▶ **THE PROBLEM**
Format every line of the data below as a JSON list of strings, one string per line, skipping any blank lines.

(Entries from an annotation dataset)
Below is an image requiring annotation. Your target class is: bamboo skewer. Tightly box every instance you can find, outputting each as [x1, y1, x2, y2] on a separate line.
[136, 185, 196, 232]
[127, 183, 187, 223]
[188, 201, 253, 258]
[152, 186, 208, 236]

▶ **SOLUTION TO THIS TASK**
[
  "Below is an image requiring annotation. Your target class is: bamboo skewer. Tightly box every instance you can find, outputting each as [x1, y1, x2, y2] on a separate line.",
  "[136, 185, 196, 232]",
  "[127, 183, 187, 223]",
  "[188, 201, 253, 258]",
  "[152, 186, 208, 236]"
]